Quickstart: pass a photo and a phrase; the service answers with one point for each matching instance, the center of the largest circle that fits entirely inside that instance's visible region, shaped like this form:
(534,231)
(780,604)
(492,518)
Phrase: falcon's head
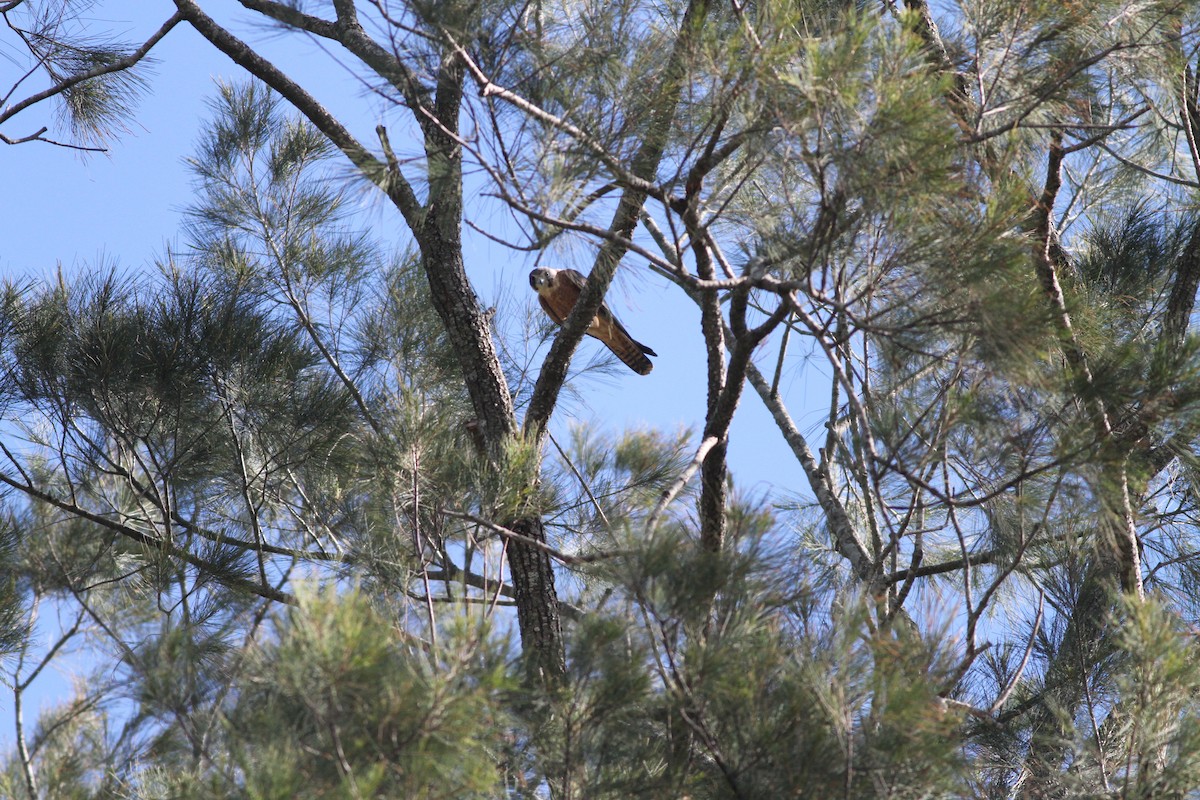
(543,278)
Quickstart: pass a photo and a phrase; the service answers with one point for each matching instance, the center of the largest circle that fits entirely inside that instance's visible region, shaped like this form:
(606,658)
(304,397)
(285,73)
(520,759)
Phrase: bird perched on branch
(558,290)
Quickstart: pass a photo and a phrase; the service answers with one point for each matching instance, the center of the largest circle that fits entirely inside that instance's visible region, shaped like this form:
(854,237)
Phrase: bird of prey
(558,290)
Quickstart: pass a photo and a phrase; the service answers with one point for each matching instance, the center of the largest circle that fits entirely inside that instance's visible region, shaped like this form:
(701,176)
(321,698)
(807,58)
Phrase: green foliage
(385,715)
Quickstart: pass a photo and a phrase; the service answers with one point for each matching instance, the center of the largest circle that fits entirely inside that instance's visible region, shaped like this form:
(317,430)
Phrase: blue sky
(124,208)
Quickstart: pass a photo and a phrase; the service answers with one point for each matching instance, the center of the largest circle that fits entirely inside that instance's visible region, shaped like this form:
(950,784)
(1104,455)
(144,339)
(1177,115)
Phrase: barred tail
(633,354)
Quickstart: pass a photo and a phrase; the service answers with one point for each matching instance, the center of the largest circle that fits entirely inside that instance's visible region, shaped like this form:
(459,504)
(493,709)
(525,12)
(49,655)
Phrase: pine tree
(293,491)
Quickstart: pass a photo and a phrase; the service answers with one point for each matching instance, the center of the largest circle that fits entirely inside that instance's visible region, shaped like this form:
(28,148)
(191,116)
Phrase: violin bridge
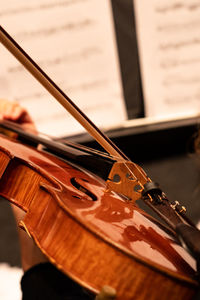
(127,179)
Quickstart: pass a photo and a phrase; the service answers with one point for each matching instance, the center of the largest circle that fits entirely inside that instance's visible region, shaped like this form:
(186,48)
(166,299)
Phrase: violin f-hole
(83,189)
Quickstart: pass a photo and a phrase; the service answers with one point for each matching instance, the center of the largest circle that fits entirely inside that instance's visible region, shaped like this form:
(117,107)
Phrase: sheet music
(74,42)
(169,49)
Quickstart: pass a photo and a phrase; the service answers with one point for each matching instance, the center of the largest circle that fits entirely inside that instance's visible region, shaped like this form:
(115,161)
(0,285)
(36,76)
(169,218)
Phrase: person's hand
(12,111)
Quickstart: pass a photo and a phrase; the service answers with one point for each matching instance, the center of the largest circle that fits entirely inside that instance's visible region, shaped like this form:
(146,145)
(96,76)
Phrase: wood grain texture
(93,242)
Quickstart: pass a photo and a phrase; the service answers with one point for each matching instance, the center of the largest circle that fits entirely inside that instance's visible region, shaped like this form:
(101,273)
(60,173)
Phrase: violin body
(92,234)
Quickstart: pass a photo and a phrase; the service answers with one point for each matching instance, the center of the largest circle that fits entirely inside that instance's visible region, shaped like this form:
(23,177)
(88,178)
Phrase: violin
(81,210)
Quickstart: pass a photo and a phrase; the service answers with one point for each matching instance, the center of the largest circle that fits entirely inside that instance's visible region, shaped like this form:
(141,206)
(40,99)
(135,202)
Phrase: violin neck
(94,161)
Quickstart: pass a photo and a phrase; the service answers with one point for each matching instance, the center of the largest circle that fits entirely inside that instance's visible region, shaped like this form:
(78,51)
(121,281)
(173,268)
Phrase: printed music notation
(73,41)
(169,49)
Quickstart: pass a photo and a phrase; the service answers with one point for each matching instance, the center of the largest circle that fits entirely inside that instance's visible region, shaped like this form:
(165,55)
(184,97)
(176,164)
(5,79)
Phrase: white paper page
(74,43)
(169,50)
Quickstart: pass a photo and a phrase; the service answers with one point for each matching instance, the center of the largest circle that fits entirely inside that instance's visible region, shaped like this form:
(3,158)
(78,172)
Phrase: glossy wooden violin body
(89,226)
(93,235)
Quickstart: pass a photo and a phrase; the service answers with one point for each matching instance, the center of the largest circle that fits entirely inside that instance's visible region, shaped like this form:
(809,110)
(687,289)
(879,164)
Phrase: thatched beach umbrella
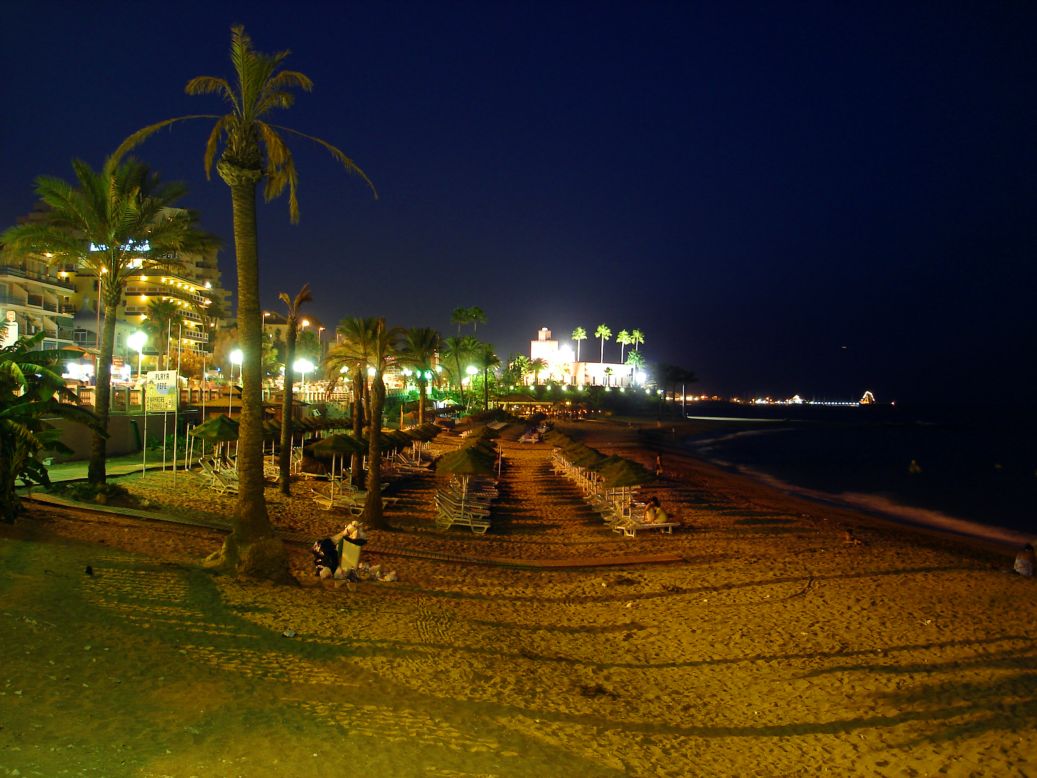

* **PROBLEM**
Repeat the data exactly in full, omitting its pictures.

* **FINAL ANSWER**
Quickstart: pass a photo and a phrase; the service answers with one point for each matching instance, the center of the largest circle that fits entirely inside that instance's visible region, shaped like this form:
(534,231)
(780,604)
(492,518)
Phrase: falcon's head
(543,278)
Quickstart: pass a photo and a phrase; the service answers with one point for each matching instance, the center of the largest circle that fits entirely inside that instance's visible region, shaped like this form:
(606,658)
(304,397)
(285,73)
(520,759)
Phrase: bird perched on branch
(558,290)
Quickstart: pass a photo and a phrase; the service answers with one point for each matching instance, the center of the largest circle that fits entirely inside that instance's visible region, shaped like this form:
(854,237)
Phrase: bird of prey
(558,290)
Quickstart: pass a photo and a phrase; the service answers with one point for each matching instance, the center of the largest circle that fits entirely inside that instance's visible region, shaped like this form:
(701,176)
(321,698)
(807,58)
Phrase: green foliage
(385,715)
Quickstart: pass a photo and a phrase; the service answers with one point for each matching instance, the center of the largest circle that fits entirely inside that instance's visible region, shaped like this form:
(317,430)
Phrase: blue sky
(124,208)
Quickstart: pass a photo and a phrase; the service answers with one point for each matching instance, the center of the largest circle that fits entirely inside that instance's visible region, shaped like this form:
(950,784)
(1104,455)
(144,339)
(1177,115)
Phrase: barred tail
(633,354)
Quickstart: pass a photo and a phrase; the service answers with one point for each matching instance, the center of the largest circle that fits entirely inside that instance's visible region, shaped like this form:
(459,504)
(493,709)
(525,12)
(49,655)
Phrase: pine tree
(293,491)
Quickstart: pass a photo and a phrase; the service answers with one point for each matching instance, the center of the largest circle that fits entirely inside that instance's visible region, shaped like this form:
(28,148)
(191,116)
Phrase: violin bridge
(127,179)
Quickstart: pass a photo and a phrase; the service answers with one point for each matching instance, the center of the largest circle that fits entirely inside that instance's visible region, shaped like this form:
(186,48)
(166,299)
Phrase: violin f-hole
(83,189)
Quickstart: pass a photo and a phrase; the service answers with one point for each matching instance, the center of the largest circle that fits entirely inside that instance's visible region, shaped like this form:
(117,107)
Phrase: sheet music
(74,42)
(169,49)
Quickstart: pass a photo and a phrase; the service answers with one point for each matching instance, the center of the largest circle that fits entirely inside that instance's visible region, shaped like this form:
(115,161)
(0,285)
(36,76)
(169,218)
Phrase: person's hand
(12,111)
Quickstart: pass a photo and a phrase; the service answers with one point for each matching instance, the center of the largest circle that fits entirely inside that instance's visible region, shaped like this form:
(146,145)
(96,76)
Phrase: wood grain texture
(93,242)
Quickstart: pass a photo and a phrase; the service answers with one point for each matching instance, the center of the largest circle that fits entirely inside that instance's visible region, shaped like this form:
(101,273)
(60,173)
Phrase: violin body
(92,234)
Quickstart: pass a photo and a phrase; the service answers with one point for each matching instance, the center of the largest circle that fits entirely inside that instance's visible region, shaped like this form:
(23,177)
(88,178)
Phrase: violin
(81,210)
Quickstart: pass a photo and a phrase; the service answers with one point for each matching instance, the center of the largest circle that fits entirely inside that instance's visible region, shaped like this form:
(141,206)
(40,99)
(135,202)
Phrase: violin neck
(94,161)
Quickstart: pass a photo and a phrase; the service answers with one point for each matching instance, the center of the largest circle that fits entirely inside that instance's visible region, shaped like this form:
(78,51)
(121,281)
(173,268)
Phrase: printed music notation
(73,41)
(169,49)
Quickstart: pass a photo and a phrase; the service answers with one point for each matching instance, the center of the largest circle that fits entirely inside that instance's visible region, shaped like this form:
(165,55)
(184,97)
(176,164)
(5,79)
Phrase: white paper page
(74,43)
(169,50)
Quickstart: pass a photo and a phrase; the service answers with one point for each matching instance, the center of the largest circle that fits entirely inside that instance's visible region, shaped like this form:
(3,158)
(78,172)
Phrase: glossy wooden violin body
(89,226)
(93,235)
Quickstart: pass a photo and a phrase; the service answers with one point for each matching instance, the center of the largest circle that fits entirely inside that instance's visible region, shaped like this form:
(809,110)
(687,289)
(879,164)
Phrase: thatched beach umbrella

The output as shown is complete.